Clinical relevance: Reviva Pharmaceuticals is prepping for a pivotal FDA meeting as it advances brilaroxazine, a schizophrenia drug with promising results.

  • The drug’s one-year open-label extension trial showed sustained efficacy.
  • Safety data revealed low rates of adverse events, minimal weight gain, and no major side effects.
  • Brilaroxazine is also being explored for bipolar disorder, depression, and ADHD.

As Reviva Pharmaceuticals barrels toward a “do or die” fourth quarter meeting with the U.S. Food and Drug Administration, company executives are confident in brilaroxazine’s ability to treat schizophrenia.

» **GOAL OF THE EXERCISE**: Extend the article on Reviva Pharmaceuticals and its schizophrenia drug brilaroxazine past its final sentence, adding a few paragraphs.

» **EXTRACTED MATERIAL**:

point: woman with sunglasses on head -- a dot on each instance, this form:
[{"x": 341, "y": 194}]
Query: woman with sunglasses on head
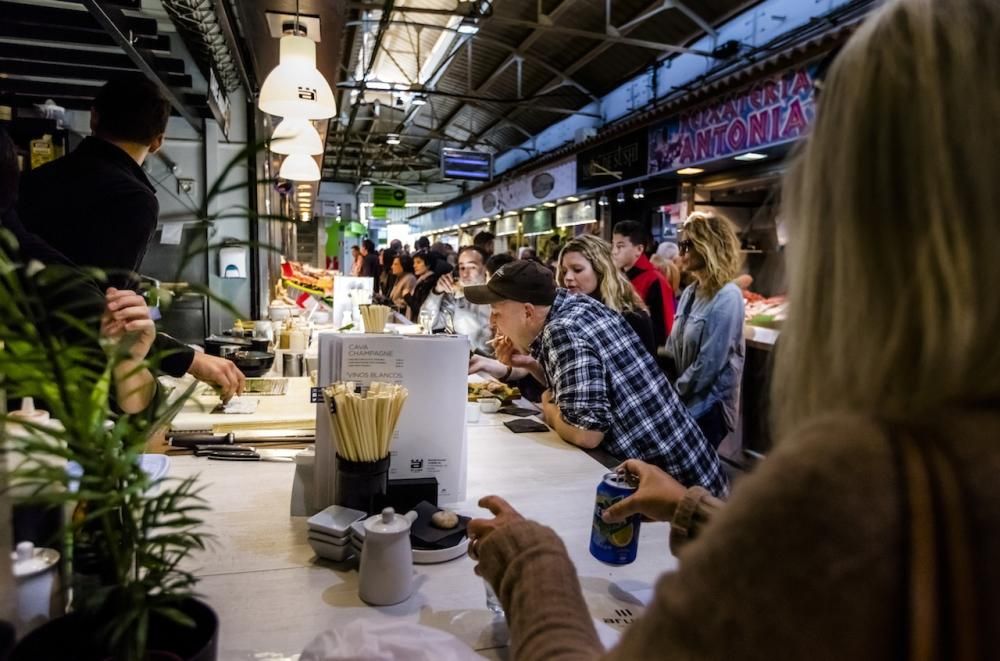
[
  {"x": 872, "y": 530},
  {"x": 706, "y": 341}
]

» **TASK OUTPUT**:
“The successful completion of our global OLE 1-year trial marks a major milestone for the brilaroxazine program as we advance toward potential registration,” Reviva Founder, President, and CEO Laxminarayan Bhat, PhD, said on the company’s latest earnings call. “We believe all key clinical data required for NDA are completed and we are preparing for an End-of-Phase 3 meeting with the FDA planned in the fourth quarter of the year to discuss our future NDA submission based on the current data package and excluding the planned Phase 3 RECOVER-2 trial. Pending favorable feedback from the FDA, we will target an NDA submission in the second quarter of 2026.”

A Persistent Problem

The company first revealed the promising results of its phase 3 open-label study at the Schizophrenia International Research Society (SIRS) 2025 conference back in June.

Brilaroxazine is a novel serotonin-dopamine signaling modulator with multimodal activity across several receptors implicated in schizophrenia. It also reduces pro-inflammatory cytokines, which are increasingly recognized as drivers of neuroinflammation in psychiatric illness.

The data showed that taking brilaroxazine once a day offered sustained, broad-spectrum efficacy while maintaining a favorable safety profile. The findings added to earlier short-term results and positioned the drug for regulatory review.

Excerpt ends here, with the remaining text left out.